Posts Tagged ‘capital punishment’

When News Budgets Mean Life or Death

Friday, May 22nd, 2009

New York Times media reporter Tim Arango has a story (5/20/09) on one very serious repercussion from shrinking corporate news outlets:

Opponents of the death penalty looking to exonerate wrongly accused prisoners say their efforts have been hobbled by the dwindling size of America's newsrooms, and particularly the disappearance of investigative reporting at many regional papers.

In the past, lawyers opposed to the death penalty often provided the broad outlines of cases to reporters, who then pursued witnesses and unearthed evidence.

Now, the lawyers complain, they have to do more of the work themselves and that means it often doesn't get done. They say many fewer cases are being pursued by journalists, after a spate of exonerations several years ago based on the work of reporters.

The decline in newsroom resources has also hampered efforts by death-penalty opponents to search for irrefutable DNA evidence that an innocent person has been executed in America.

### Extracted data
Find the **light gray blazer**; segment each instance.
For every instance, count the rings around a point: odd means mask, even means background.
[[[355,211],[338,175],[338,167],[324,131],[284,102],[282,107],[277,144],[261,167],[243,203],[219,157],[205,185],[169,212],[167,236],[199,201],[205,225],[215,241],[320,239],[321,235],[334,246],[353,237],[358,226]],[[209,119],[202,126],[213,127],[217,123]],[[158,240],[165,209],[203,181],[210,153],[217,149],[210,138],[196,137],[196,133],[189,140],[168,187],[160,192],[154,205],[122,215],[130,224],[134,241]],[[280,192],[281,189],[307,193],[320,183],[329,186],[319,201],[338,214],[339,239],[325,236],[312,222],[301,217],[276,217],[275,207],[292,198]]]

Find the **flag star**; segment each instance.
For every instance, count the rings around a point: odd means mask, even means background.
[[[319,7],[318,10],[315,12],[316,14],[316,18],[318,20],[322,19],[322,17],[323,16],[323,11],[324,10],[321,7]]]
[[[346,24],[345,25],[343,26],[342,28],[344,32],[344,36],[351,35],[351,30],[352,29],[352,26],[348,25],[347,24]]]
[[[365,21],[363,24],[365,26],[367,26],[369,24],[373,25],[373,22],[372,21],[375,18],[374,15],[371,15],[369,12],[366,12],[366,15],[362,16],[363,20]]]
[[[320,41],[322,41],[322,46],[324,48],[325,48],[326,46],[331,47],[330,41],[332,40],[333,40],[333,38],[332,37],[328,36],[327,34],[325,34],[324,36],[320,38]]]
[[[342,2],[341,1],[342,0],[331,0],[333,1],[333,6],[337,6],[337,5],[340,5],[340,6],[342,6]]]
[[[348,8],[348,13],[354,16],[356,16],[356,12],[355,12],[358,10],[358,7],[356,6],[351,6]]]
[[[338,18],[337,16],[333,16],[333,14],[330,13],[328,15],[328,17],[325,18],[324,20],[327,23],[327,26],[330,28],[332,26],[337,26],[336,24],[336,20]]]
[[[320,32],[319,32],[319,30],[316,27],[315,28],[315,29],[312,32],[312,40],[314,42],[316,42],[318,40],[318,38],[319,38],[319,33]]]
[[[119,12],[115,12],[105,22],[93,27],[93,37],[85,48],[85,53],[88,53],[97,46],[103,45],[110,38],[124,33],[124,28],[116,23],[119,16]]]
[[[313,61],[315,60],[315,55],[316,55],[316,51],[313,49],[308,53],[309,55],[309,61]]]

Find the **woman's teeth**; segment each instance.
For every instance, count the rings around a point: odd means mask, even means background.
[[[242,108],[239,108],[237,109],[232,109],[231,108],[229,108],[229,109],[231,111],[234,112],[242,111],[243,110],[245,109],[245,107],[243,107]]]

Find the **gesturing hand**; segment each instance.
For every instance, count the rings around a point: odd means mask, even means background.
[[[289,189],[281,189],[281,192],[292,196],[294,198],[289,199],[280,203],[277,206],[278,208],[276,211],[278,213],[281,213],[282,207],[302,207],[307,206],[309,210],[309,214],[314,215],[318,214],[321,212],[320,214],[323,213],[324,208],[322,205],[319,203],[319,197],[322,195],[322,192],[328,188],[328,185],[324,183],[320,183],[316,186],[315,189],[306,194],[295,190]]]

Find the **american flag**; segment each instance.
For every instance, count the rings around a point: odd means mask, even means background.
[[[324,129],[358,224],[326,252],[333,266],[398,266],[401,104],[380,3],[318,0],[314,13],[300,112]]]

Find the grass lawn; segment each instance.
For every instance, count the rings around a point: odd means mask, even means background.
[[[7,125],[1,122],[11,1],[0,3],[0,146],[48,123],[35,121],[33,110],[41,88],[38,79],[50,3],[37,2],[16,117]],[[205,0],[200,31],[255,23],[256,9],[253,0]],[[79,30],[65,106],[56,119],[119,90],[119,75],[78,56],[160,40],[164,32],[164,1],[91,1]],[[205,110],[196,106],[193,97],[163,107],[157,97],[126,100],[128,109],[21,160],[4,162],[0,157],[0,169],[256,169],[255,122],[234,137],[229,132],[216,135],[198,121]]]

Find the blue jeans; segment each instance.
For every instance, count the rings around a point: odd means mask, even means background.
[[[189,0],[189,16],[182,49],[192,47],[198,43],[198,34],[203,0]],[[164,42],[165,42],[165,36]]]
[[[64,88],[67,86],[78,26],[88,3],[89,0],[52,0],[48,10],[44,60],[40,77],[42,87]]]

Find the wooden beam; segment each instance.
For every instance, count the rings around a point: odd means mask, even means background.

### Apply what you read
[a] In the death penalty post, which New York Times media reporter wrote the story it cites?
[b] Shorten the paragraph beginning "Now, the lawyers complain" from the death penalty post, keeping its main facts.
[c] Duplicate the part of the death penalty post starting with "Friday, May 22nd, 2009" and going on through "work of reporters.".
None of the lines are needed for this work.

### List of answers
[a] Tim Arango

[b] Lawyers now complain that they must do more of the work themselves, so it often goes undone, and journalists pursue far fewer cases than they did several years ago, when reporters' work led to a spate of exonerations.

[c]
Friday, May 22nd, 2009

New York Times media reporter Tim Arango has a story (5/20/09) on one very serious repercussion from shrinking corporate news outlets:

Opponents of the death penalty looking to exonerate wrongly accused prisoners say their efforts have been hobbled by the dwindling size of America's newsrooms, and particularly the disappearance of investigative reporting at many regional papers.

In the past, lawyers opposed to the death penalty often provided the broad outlines of cases to reporters, who then pursued witnesses and unearthed evidence.

Now, the lawyers complain, they have to do more of the work themselves and that means it often doesn't get done. They say many fewer cases are being pursued by journalists, after a spate of exonerations several years ago based on the work of reporters.